TEXT TO READ
Brodiaea Genus

Brodiaea californica ssp. leptandra at the University of California Botanical Garden, July 2006
Brodiaea californica ssp. leptandra at the University of California Botanical Garden, July 2006, by Stan Shebs, CC BY-SA 3.0, via Wikimedia Commons

Brodiaea is a small genus of herbaceous perennial wildflowers in the family Asparagaceae (subfamily Brodiaeoideae), known commonly as cluster-lilies. The genus was established by the English botanist James Edward Smith in 1808 and named in honour of the Scottish botanist James Brodie. Worldwide, treatments recognise roughly fourteen to eighteen species, all native to the Pacific coast of North America, ranging from British Columbia south through California and into the Baja California Peninsula; the great majority occur in California itself.

Plants grow from a small underground corm and produce a few narrow, grass-like basal leaves that often wither before or during flowering. From the centre of the leaves rises a slender, leafless flowering stem — typically 30 to 50 cm tall — topped by a loose umbel of showy, star-shaped to broadly tubular flowers. Each bloom has six tepals fused at the base into a short tube, with the outer three narrower than the inner three; colours range across most of the violet-blue spectrum, with occasional pale lilac or white forms. A characteristic feature of the genus is the presence of three fertile stamens alternating with three sterile, often petal-like staminodes, a detail used by botanists to distinguish Brodiaea from its close relatives Dichelostemma and Triteleia.

INFORMATION GIVEN

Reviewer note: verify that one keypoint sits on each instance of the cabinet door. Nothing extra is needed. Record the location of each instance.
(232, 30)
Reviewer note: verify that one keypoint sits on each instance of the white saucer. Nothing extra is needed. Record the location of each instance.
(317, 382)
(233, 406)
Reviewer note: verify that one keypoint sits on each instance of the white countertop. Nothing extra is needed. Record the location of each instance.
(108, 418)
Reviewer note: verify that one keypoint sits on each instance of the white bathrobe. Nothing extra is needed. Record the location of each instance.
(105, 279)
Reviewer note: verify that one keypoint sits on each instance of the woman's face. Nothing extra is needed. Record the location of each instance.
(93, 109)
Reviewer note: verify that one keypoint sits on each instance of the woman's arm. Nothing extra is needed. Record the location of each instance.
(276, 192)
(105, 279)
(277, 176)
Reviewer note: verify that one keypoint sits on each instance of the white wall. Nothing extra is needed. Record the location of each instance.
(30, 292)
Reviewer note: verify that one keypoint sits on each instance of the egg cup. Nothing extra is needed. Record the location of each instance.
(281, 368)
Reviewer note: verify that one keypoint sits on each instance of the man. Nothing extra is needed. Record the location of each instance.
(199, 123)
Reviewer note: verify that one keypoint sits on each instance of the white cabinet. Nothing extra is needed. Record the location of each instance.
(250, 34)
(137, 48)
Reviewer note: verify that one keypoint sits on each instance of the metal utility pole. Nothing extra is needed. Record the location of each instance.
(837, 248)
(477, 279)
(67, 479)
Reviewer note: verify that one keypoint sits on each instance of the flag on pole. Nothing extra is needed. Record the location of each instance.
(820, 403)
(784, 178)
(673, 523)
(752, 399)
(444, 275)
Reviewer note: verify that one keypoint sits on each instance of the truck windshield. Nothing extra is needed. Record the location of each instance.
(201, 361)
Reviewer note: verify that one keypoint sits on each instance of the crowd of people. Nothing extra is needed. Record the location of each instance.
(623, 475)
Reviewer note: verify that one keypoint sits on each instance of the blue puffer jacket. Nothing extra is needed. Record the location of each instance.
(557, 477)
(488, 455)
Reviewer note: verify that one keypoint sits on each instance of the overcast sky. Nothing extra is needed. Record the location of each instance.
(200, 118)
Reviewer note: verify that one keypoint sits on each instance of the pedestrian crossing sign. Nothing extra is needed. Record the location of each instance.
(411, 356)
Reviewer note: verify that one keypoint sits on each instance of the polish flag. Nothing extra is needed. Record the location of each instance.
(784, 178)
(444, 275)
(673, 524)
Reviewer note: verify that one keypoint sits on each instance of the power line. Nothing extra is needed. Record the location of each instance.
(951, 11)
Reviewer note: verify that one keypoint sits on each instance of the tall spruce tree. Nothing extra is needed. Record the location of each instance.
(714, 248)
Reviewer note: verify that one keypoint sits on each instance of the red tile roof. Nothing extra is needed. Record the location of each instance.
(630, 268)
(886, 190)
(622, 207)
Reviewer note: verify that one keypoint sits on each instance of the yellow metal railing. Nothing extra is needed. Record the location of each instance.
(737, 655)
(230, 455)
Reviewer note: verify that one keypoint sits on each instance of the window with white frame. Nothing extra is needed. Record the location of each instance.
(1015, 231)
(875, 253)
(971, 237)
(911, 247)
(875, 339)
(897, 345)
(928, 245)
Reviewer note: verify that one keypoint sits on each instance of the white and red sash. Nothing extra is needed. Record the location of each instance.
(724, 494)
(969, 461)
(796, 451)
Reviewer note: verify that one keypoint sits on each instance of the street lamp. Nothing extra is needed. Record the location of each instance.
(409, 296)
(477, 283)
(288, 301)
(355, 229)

DIRECTIONS
**1.** Answer these questions from the Brodiaea text:
(a) Who established the genus, and in what year?
(b) How tall is the flowering stem typically?
(c) Which two close relatives are distinguished from Brodiaea by its stamens and staminodes?
**2.** Extend the text on the Brodiaea genus, picking up after its last sentence.
The listing that comes after the text is separate material.

RESPONSES BY TASK
**1.**
(a) The English botanist James Edward Smith, in 1808.
(b) Typically 30 to 50 cm tall.
(c) Dichelostemma and Triteleia.

**2.**
Brodiaea species are mostly plants of open, seasonally dry habitats — grasslands, oak savannas, vernal-pool margins and rocky slopes — and many are adapted to serpentine and other chemically unusual soils. This substrate specialisation produces narrow local ranges and a notable number of rare or endangered taxa within the genus. Plants begin growth with autumn and winter rains, flower in late spring or early summer, and then go fully dormant through the dry season. The dormant corms have been used as food: California Indigenous peoples gathered and roasted them, eating them much like small potatoes.

In gardens Brodiaea are grown as easy summer-flowering bulbs in cool-summer Mediterranean and maritime climates, valued for their bright umbels of blue and purple flowers and for being deer-resistant and low-maintenance. They are typically rated for USDA zones 5–9, prefer full sun and well-drained soil, and tolerate summer drought once dormant; conversely, they resent wet, warm summers and tend to rot in regions with humid summer rainfall.

Etymology

The genus name Brodiaea was published by James Edward Smith in 1808 to honour the Scottish botanist James Brodie. Richard Salisbury had earlier circulated the name Hookera for the same plants, but Smith's name was conserved and Hookera was rejected. The common name "cluster-lily" reflects the umbel-like arrangement of several flowers atop each leafless stem.

Distribution

Brodiaea is restricted to the Pacific coast of North America. The northernmost species reach southern British Columbia, but the genus is overwhelmingly Californian: SEINet notes that eleven of the fourteen recognised species are confined to California, with the remainder extending into Oregon, Washington, and northern Baja California in Mexico.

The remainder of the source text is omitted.